▶ **The task**
Can you copy each of the records below line for line, without changing a single character?

▶ **Material for this exercise**
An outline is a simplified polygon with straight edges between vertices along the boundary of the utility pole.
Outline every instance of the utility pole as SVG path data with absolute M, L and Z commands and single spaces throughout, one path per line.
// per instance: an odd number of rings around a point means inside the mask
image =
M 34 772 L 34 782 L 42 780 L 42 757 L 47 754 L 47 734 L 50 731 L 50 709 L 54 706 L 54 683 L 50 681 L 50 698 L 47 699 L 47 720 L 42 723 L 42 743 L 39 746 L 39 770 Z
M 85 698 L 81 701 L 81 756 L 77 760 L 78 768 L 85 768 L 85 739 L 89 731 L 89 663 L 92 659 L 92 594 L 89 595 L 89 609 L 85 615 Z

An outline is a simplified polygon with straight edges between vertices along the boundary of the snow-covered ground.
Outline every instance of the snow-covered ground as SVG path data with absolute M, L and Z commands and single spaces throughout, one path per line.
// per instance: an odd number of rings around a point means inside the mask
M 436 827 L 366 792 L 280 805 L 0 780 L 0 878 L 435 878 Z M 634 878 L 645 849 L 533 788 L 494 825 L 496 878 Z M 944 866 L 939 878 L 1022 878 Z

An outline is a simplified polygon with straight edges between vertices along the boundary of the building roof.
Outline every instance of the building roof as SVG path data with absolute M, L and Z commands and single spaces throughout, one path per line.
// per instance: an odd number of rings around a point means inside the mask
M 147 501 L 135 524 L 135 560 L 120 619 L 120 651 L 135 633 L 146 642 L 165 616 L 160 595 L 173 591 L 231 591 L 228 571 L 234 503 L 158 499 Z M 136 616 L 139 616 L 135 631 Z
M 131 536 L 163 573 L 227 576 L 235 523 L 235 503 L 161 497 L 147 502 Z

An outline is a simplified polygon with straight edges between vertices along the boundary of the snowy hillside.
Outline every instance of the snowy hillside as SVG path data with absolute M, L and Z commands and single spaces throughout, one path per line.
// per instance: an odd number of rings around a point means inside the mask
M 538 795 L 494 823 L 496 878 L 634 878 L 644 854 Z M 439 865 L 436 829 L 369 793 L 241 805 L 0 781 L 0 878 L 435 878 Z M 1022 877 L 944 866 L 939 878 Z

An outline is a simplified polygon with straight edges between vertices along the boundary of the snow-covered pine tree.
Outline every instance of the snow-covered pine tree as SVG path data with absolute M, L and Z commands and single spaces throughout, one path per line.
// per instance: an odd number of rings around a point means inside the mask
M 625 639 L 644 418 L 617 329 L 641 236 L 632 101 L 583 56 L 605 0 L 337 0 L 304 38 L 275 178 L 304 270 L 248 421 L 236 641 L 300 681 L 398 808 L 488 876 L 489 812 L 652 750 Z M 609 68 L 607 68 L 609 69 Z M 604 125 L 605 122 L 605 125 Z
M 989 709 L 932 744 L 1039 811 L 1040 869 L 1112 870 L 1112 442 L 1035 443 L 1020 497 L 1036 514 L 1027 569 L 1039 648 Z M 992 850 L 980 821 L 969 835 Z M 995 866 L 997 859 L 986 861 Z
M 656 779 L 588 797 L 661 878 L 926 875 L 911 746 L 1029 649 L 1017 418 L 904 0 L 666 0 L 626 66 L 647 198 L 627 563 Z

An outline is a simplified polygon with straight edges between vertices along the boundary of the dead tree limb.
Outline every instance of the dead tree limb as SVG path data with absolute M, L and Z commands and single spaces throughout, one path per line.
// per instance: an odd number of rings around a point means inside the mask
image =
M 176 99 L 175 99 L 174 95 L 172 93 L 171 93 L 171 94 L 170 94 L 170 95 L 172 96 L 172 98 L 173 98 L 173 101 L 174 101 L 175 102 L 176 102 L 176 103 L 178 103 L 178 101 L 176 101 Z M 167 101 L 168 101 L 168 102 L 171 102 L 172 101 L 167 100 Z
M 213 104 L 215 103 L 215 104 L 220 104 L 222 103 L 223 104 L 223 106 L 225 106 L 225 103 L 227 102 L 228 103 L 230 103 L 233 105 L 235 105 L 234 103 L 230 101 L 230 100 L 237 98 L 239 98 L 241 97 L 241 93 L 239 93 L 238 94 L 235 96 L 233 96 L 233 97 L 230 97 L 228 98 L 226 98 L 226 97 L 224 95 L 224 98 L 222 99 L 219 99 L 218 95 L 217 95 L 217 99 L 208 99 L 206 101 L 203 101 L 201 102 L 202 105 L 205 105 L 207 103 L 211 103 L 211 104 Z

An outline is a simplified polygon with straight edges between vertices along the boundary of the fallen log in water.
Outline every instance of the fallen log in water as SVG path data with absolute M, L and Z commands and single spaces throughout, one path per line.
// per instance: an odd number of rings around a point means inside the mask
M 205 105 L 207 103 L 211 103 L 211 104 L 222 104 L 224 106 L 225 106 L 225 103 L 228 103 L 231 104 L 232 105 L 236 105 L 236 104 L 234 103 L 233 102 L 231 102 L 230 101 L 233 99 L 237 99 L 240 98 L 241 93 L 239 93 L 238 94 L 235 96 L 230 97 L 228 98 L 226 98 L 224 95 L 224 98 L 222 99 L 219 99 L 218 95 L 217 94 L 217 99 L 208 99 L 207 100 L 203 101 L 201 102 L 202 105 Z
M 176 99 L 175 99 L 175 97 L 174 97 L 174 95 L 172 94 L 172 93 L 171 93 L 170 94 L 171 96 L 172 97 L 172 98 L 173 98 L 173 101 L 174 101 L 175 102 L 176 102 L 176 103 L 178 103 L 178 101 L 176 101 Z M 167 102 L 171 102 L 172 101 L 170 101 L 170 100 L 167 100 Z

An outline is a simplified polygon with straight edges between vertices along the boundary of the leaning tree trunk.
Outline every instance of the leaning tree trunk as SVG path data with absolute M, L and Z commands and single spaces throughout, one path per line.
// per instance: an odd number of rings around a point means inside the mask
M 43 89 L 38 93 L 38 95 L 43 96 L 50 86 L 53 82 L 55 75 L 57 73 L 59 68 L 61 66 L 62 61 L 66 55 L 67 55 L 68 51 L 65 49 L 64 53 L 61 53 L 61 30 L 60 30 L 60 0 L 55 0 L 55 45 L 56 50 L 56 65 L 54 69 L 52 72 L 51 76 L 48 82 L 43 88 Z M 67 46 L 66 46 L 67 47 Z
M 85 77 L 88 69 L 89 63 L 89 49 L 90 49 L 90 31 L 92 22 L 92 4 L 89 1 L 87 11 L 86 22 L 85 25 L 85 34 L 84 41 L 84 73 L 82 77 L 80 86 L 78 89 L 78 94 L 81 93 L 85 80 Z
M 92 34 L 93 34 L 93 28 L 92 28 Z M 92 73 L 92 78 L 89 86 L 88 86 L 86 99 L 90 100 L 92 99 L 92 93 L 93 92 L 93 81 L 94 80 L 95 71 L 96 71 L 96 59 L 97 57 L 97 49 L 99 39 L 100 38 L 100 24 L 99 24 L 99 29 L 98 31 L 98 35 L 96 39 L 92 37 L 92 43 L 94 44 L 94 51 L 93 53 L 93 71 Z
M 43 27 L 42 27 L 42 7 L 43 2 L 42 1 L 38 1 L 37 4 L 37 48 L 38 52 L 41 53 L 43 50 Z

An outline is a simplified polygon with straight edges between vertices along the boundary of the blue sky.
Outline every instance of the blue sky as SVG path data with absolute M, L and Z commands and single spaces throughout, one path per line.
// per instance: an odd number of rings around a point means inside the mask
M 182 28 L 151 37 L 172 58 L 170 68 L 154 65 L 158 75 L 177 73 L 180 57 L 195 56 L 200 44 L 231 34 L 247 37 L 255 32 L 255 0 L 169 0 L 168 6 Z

▶ **Solution to this problem**
An outline is a simplified polygon with straight edges between vertices along the boundary of the utility pole.
Outline every instance of the utility pole as SVG path data with absolute M, L and Z commands and single spaces throughout, one path per line.
// per instance: an odd number of rings around a point means inside the mask
image =
M 34 772 L 34 782 L 42 780 L 42 757 L 47 754 L 47 734 L 50 731 L 50 709 L 54 706 L 54 683 L 50 681 L 50 698 L 47 699 L 47 720 L 42 723 L 42 743 L 39 746 L 39 770 Z
M 85 698 L 81 701 L 81 756 L 77 760 L 78 768 L 85 768 L 85 739 L 89 731 L 89 663 L 92 659 L 92 594 L 89 595 L 89 609 L 85 615 Z

An outline is a simplified polygon with straight edges between vertices along the boundary of the snow-covered ground.
Outline every instance of the snow-covered ground as SVG path data with absolute M, L and Z commands and single spaces throughout, one path per line.
// per instance: an odd number of rings around a point means inside the mask
M 436 827 L 366 792 L 280 805 L 0 780 L 0 878 L 435 878 Z M 634 878 L 645 849 L 533 788 L 494 825 L 496 878 Z M 944 866 L 939 878 L 1022 878 Z

An outline is a simplified polygon with straight edges between vertices along the boundary of the building roof.
Outline every instance of the building roof as SVG path data with absolute M, L and Z commands and single spaces throughout, one path per line.
// per instance: an odd number of rings around a point means inside the mask
M 147 501 L 135 524 L 135 560 L 120 619 L 120 651 L 135 633 L 146 642 L 165 616 L 160 595 L 173 591 L 231 591 L 228 571 L 234 503 L 158 499 Z M 136 616 L 139 616 L 135 631 Z
M 131 536 L 163 573 L 227 576 L 235 523 L 235 503 L 161 497 L 147 502 Z

An outline is a simplified polygon with straight edges between vertices along the boundary of the snowy hillside.
Outline every instance of the snowy hillside as SVG path data with absolute M, L and Z commands and single spaces throughout, one path per line.
// per instance: an odd number of rings around a point means inside the mask
M 538 795 L 494 823 L 496 878 L 634 878 L 644 854 Z M 439 865 L 436 829 L 369 793 L 241 805 L 0 781 L 0 878 L 435 878 Z M 1022 877 L 944 866 L 939 878 Z

An outline is a simplified polygon with straight edges between vertices along the boundary of the snow-covered pine tree.
Outline every instance of the snow-covered pine tree as SVG path data with absolute M, L and Z commands and single spaces throughout, one path per line.
// per instance: an odd number of rings around a point means inside the mask
M 625 639 L 644 418 L 617 329 L 641 236 L 632 101 L 583 56 L 605 0 L 337 0 L 304 38 L 275 178 L 304 270 L 248 421 L 236 641 L 300 681 L 398 808 L 488 876 L 489 812 L 652 750 Z M 609 68 L 607 68 L 609 69 Z M 604 125 L 605 122 L 605 125 Z
M 989 709 L 932 744 L 1039 811 L 1040 869 L 1112 870 L 1112 442 L 1035 443 L 1020 497 L 1036 514 L 1027 569 L 1039 648 Z M 992 850 L 980 821 L 969 835 Z M 995 866 L 997 859 L 986 861 Z
M 656 779 L 588 797 L 661 878 L 926 875 L 911 746 L 1029 649 L 1017 418 L 904 0 L 666 0 L 626 66 L 647 198 L 627 563 Z

An outline is a simplified polygon with straight edges between vertices along the boundary of the dead tree limb.
Outline every instance of the dead tree limb as SVG path data with absolute M, L and Z commands and single spaces throughout, one path per line.
// per instance: an odd number of rings around a point means inside the mask
image =
M 176 99 L 175 99 L 174 95 L 172 93 L 171 93 L 171 94 L 170 94 L 170 95 L 172 96 L 172 98 L 173 98 L 173 101 L 174 101 L 175 102 L 176 102 L 176 103 L 178 103 L 178 101 L 176 101 Z M 167 101 L 168 101 L 168 102 L 171 102 L 172 101 L 167 100 Z
M 213 104 L 215 103 L 215 104 L 220 104 L 222 103 L 223 104 L 223 106 L 225 106 L 225 103 L 227 102 L 228 103 L 230 103 L 233 105 L 235 105 L 234 103 L 230 101 L 230 100 L 237 98 L 239 98 L 241 97 L 241 93 L 239 93 L 238 94 L 235 96 L 233 96 L 233 97 L 230 97 L 228 98 L 226 98 L 226 97 L 224 95 L 224 98 L 222 99 L 219 99 L 218 95 L 217 95 L 217 99 L 208 99 L 206 101 L 203 101 L 201 102 L 202 105 L 205 105 L 207 103 L 211 103 L 211 104 Z

An outline is a simplified polygon with straight edges between vertices along the boundary of the fallen log in water.
Outline every instance of the fallen log in water as SVG path data with absolute M, L and Z commands and single spaces throughout, one path per line.
// per instance: an odd number of rings around a point means inside the mask
M 205 105 L 207 103 L 211 103 L 211 104 L 222 104 L 224 106 L 225 106 L 225 103 L 228 103 L 231 104 L 232 105 L 236 105 L 236 104 L 234 103 L 233 102 L 231 102 L 230 101 L 233 99 L 237 99 L 240 98 L 241 93 L 239 93 L 238 94 L 235 96 L 230 97 L 228 98 L 226 98 L 224 95 L 224 98 L 222 99 L 219 99 L 218 95 L 217 94 L 217 99 L 208 99 L 207 100 L 203 101 L 201 102 L 202 105 Z
M 176 99 L 175 99 L 175 97 L 174 97 L 174 95 L 172 94 L 172 93 L 171 93 L 170 94 L 171 96 L 172 97 L 172 98 L 173 98 L 173 101 L 174 101 L 175 102 L 176 102 L 176 103 L 178 103 L 178 101 L 176 101 Z M 167 102 L 171 102 L 172 101 L 170 101 L 170 100 L 167 100 Z

An outline is a simplified polygon with straight edges between vertices along the boundary of the leaning tree trunk.
Outline every instance of the leaning tree trunk as SVG path data with absolute M, L and Z commands and single spaces throughout, one path per line.
// per instance: an odd number of rings around a point means inside the mask
M 43 89 L 38 93 L 38 95 L 43 96 L 50 86 L 53 82 L 55 75 L 57 73 L 59 68 L 61 66 L 62 61 L 66 55 L 67 55 L 68 51 L 65 49 L 64 53 L 61 53 L 61 30 L 60 30 L 60 0 L 55 0 L 55 45 L 56 50 L 56 65 L 54 69 L 52 72 L 51 76 L 48 82 L 43 88 Z M 67 46 L 66 46 L 67 47 Z
M 85 77 L 88 69 L 89 63 L 89 49 L 90 49 L 90 31 L 92 22 L 92 4 L 89 1 L 87 11 L 86 22 L 85 25 L 85 34 L 84 41 L 84 73 L 82 77 L 80 86 L 78 89 L 78 94 L 81 93 L 85 80 Z
M 92 34 L 93 34 L 93 28 L 92 28 Z M 92 73 L 92 78 L 89 86 L 88 86 L 86 99 L 90 100 L 92 99 L 92 93 L 93 92 L 93 81 L 94 80 L 95 71 L 96 71 L 96 59 L 97 57 L 97 49 L 99 39 L 100 38 L 100 24 L 99 24 L 99 29 L 98 31 L 98 35 L 96 39 L 92 37 L 92 43 L 94 44 L 94 51 L 93 53 L 93 71 Z
M 43 27 L 42 27 L 42 7 L 43 2 L 42 1 L 38 1 L 37 4 L 37 48 L 38 52 L 41 53 L 43 50 Z

An outline is a simplified polygon with straight edges between vertices along the boundary of the blue sky.
Outline every instance of the blue sky as SVG path data with absolute M, L and Z commands and single spaces throughout, one path per line.
// per instance: an odd number of rings around a point means inside the mask
M 182 28 L 151 37 L 172 58 L 170 68 L 154 65 L 158 75 L 177 73 L 180 57 L 195 56 L 200 44 L 231 34 L 247 37 L 255 32 L 255 0 L 169 0 L 168 6 Z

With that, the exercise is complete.